What the task asks: Update the lines from the one containing "desk in the photo above." through the final line by changing "field log" to "inspection log" and keeping everything else as it is.

------------------------------------

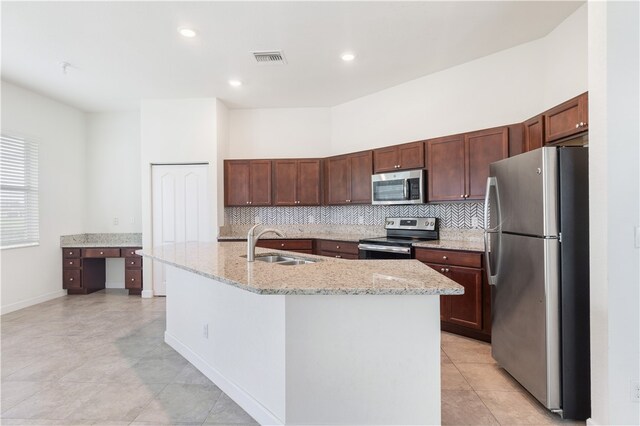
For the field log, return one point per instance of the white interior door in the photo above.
(180, 210)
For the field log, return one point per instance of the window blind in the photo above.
(19, 218)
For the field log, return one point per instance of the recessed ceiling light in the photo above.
(348, 57)
(187, 32)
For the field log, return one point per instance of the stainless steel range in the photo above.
(402, 232)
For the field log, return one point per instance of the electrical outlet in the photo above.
(205, 331)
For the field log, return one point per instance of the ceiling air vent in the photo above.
(270, 57)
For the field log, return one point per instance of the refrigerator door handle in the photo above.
(492, 184)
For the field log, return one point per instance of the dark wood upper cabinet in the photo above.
(533, 133)
(567, 119)
(445, 168)
(483, 148)
(348, 178)
(247, 182)
(458, 166)
(296, 182)
(399, 157)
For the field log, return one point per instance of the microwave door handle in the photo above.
(492, 184)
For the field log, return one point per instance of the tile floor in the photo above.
(100, 359)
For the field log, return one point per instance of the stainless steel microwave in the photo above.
(406, 187)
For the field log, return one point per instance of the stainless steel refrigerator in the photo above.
(537, 261)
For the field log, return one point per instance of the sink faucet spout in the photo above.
(252, 240)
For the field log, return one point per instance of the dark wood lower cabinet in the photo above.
(468, 314)
(83, 269)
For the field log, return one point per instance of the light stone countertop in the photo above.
(328, 276)
(101, 240)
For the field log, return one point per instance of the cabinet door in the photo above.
(361, 169)
(385, 159)
(411, 155)
(466, 309)
(483, 148)
(445, 302)
(533, 133)
(445, 164)
(337, 180)
(236, 183)
(308, 188)
(284, 182)
(260, 183)
(566, 119)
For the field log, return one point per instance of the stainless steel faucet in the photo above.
(252, 241)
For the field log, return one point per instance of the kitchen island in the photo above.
(331, 342)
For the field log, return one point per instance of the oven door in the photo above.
(378, 251)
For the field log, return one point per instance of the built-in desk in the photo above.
(84, 261)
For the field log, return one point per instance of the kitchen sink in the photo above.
(283, 260)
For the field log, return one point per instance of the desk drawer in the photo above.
(341, 247)
(130, 252)
(448, 257)
(133, 262)
(101, 252)
(71, 278)
(71, 252)
(133, 278)
(71, 263)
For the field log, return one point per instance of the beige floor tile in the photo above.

------------------------------------

Written response:
For the inspection log, return one point per instance of the built-in desk in the photo above.
(84, 261)
For the inspection log, return one point per instance of the kitchen sink in the photo above.
(283, 260)
For the inspection log, return one point per instance of the desk drawer in the photo above.
(341, 247)
(130, 252)
(448, 257)
(133, 262)
(101, 252)
(71, 278)
(71, 252)
(133, 278)
(71, 263)
For the inspection log, return one point per instance of the beige floor tile in the photo above.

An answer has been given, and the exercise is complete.